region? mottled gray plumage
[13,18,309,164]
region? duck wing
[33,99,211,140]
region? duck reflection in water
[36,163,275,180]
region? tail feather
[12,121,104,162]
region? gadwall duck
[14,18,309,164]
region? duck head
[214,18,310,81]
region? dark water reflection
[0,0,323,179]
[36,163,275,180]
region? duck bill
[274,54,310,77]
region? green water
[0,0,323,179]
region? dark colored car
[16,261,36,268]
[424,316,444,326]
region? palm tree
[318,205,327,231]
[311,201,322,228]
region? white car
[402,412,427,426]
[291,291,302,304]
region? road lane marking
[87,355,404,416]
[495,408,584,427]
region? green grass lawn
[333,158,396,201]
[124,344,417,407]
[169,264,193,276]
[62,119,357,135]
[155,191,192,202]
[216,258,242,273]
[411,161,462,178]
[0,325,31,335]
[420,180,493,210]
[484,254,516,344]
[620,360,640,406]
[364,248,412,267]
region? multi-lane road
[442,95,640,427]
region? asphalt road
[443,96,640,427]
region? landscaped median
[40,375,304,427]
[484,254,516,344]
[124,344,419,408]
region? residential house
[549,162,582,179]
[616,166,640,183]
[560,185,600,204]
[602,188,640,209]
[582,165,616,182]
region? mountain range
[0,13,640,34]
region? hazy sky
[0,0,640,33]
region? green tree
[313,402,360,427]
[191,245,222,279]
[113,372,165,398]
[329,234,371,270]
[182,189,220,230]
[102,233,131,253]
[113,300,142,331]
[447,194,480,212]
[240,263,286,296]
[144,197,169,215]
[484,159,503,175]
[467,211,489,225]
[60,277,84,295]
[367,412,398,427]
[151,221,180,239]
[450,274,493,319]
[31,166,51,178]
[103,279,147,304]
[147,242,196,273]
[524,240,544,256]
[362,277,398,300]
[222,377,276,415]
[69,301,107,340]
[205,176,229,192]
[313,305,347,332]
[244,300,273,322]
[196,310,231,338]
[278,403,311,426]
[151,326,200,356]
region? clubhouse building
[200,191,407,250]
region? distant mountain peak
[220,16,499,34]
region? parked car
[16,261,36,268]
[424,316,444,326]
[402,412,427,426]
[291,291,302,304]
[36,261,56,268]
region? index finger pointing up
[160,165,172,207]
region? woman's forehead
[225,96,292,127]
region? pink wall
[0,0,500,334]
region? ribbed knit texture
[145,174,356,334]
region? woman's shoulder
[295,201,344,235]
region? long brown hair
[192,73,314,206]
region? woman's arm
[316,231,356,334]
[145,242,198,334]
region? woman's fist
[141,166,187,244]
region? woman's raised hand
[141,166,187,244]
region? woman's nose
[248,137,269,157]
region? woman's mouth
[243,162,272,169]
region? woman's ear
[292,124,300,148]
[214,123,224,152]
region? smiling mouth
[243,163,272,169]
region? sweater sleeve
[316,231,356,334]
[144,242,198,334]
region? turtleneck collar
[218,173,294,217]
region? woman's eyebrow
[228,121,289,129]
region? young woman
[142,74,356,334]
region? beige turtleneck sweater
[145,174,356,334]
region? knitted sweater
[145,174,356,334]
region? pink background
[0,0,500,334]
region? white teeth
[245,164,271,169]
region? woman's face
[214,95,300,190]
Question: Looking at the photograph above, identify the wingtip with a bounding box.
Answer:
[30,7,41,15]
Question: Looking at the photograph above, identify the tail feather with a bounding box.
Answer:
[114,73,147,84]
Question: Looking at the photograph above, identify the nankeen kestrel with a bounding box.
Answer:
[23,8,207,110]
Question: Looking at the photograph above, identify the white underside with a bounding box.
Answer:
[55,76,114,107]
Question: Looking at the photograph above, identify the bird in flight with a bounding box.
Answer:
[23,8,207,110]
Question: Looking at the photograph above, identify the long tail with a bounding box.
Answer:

▶ [Task to complete]: Write out the rows above verbatim, starting with the very first line and ending after the line that contains "[311,201,322,228]", including that line.

▶ [Exercise solution]:
region? mottled gray plumage
[13,18,309,164]
region? duck wing
[33,99,211,140]
region? duck reflection in water
[36,163,275,180]
region? tail feather
[12,121,104,162]
region? gadwall duck
[14,18,309,164]
region? duck head
[214,18,310,81]
region? dark water reflection
[0,0,323,179]
[36,163,275,180]
region? duck bill
[274,54,310,77]
region? green water
[0,0,323,179]
region? dark colored car
[16,261,36,268]
[424,316,444,326]
region? palm tree
[318,205,327,231]
[311,201,322,228]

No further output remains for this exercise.